● **EXERCISE**
In the following material, identify every line holding the string "roof" and return it.

● **INPUT DATA**
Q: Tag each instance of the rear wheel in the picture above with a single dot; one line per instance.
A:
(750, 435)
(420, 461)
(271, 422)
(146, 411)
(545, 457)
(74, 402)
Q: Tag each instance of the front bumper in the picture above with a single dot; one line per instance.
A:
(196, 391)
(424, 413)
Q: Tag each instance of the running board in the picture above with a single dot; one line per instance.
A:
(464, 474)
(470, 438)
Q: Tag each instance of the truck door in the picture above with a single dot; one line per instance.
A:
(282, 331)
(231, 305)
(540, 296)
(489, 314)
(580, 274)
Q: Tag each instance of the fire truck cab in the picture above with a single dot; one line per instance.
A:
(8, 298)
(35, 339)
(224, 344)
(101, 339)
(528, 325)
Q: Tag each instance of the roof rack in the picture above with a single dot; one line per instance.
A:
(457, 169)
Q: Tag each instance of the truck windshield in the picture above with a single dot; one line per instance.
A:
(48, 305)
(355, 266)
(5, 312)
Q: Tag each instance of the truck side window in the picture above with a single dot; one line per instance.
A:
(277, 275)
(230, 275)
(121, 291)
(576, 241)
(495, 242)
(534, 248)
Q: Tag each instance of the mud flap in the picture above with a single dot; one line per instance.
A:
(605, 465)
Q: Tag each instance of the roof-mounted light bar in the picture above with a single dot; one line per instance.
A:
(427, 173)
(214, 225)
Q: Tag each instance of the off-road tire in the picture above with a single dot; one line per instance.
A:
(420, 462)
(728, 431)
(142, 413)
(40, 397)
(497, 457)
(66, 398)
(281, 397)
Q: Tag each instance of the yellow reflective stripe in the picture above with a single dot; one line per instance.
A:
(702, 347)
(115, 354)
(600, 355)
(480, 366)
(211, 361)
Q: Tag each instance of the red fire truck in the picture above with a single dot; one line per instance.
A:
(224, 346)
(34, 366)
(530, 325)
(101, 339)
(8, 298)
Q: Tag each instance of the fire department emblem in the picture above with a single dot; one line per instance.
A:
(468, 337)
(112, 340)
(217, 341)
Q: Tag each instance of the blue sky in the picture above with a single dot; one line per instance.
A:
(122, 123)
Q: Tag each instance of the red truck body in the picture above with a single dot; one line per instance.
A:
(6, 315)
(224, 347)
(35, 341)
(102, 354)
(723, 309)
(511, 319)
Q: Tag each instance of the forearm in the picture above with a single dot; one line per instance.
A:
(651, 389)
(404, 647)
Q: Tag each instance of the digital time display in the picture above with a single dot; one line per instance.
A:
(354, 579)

● **YOUR SOLUTION**
Q: Tag each instance of the roof rack in the picture above with a single dot; one line per instance.
Q: Tag each instance of the roof-mounted light bar in the picture above with a single dot; one line per instance.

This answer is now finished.